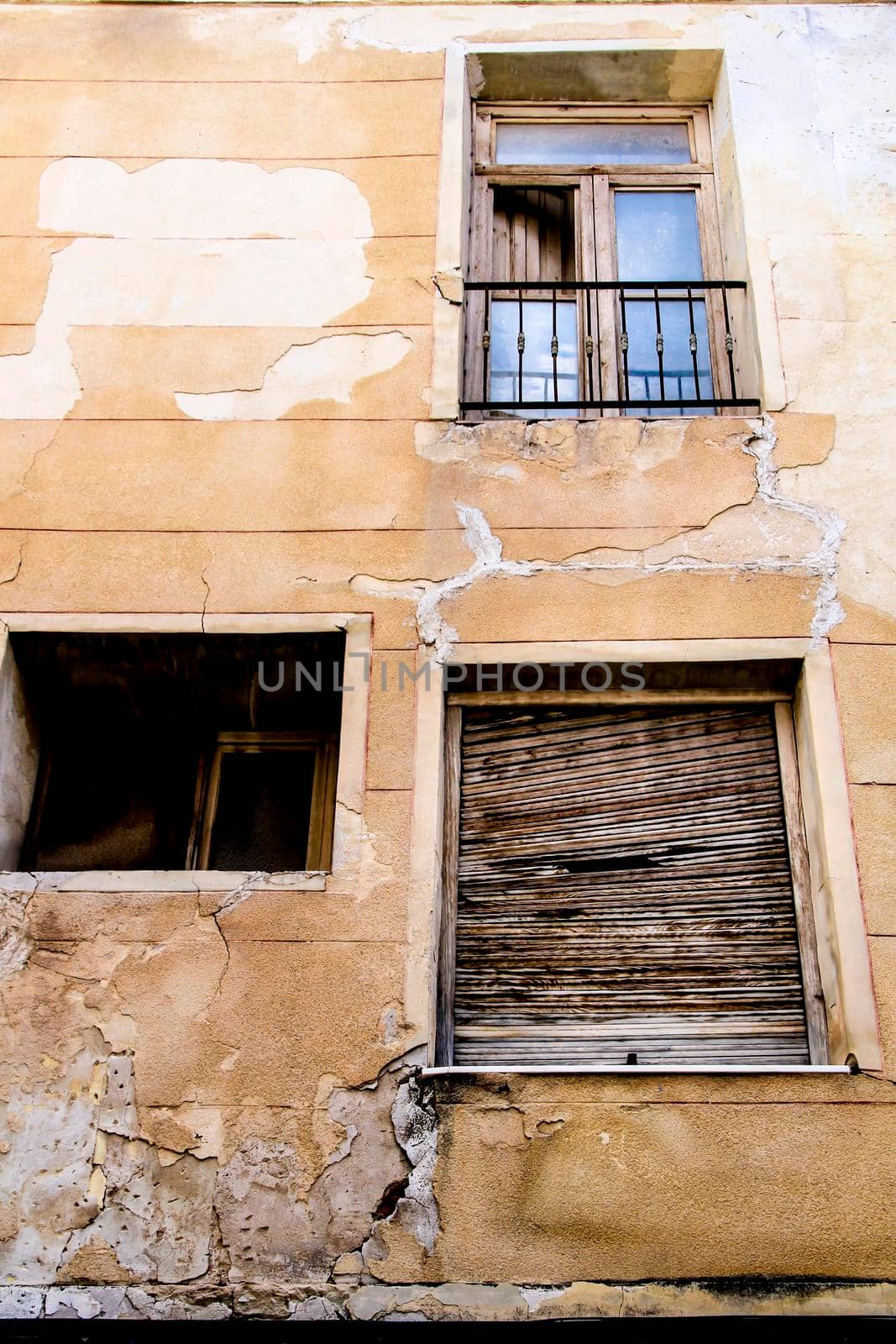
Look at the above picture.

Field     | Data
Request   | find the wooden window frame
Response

++++++++++

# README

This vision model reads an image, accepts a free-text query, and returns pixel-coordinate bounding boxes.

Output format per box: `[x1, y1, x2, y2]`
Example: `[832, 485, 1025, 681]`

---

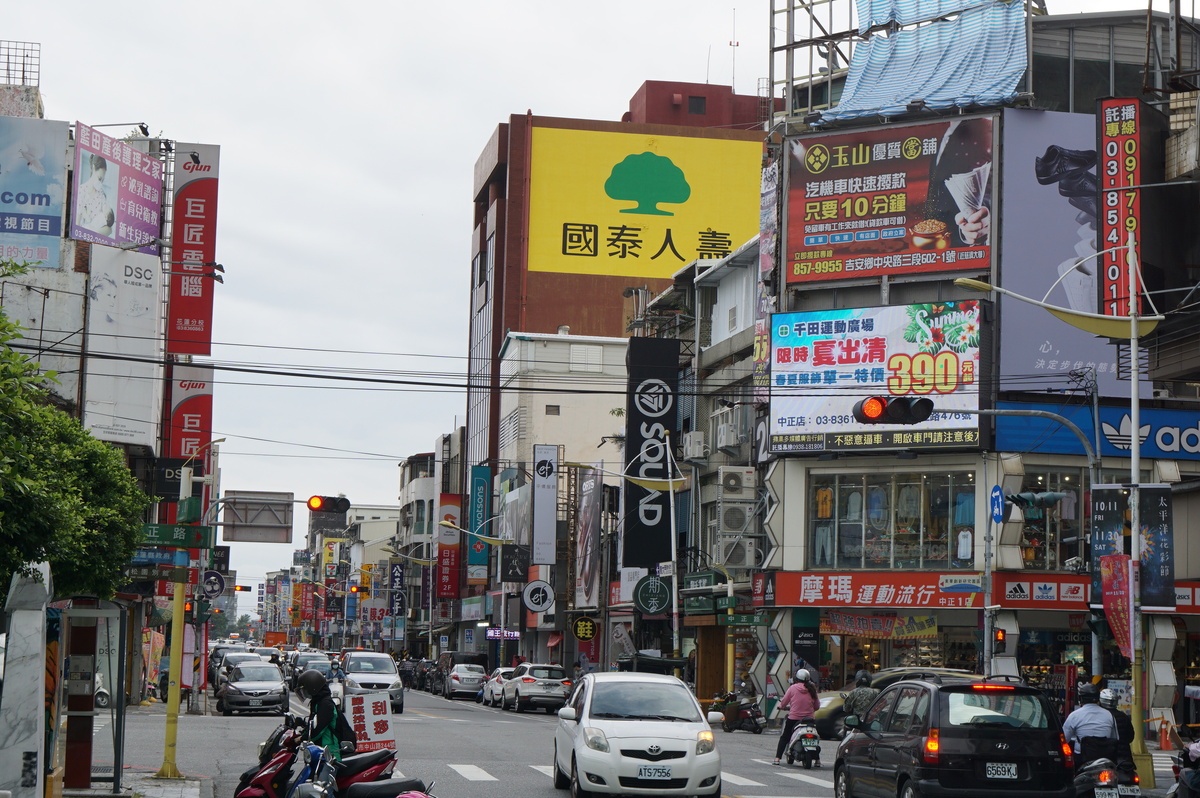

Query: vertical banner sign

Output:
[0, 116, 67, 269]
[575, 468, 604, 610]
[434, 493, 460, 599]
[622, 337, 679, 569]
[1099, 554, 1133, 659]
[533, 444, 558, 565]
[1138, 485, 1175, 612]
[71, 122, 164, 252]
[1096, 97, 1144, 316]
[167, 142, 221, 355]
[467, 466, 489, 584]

++++++++++

List every line in the items above that contains the string "Output". Match uppercase and lowercase letters exactly.

Output format per box: `[x1, y1, x2, y2]`
Output:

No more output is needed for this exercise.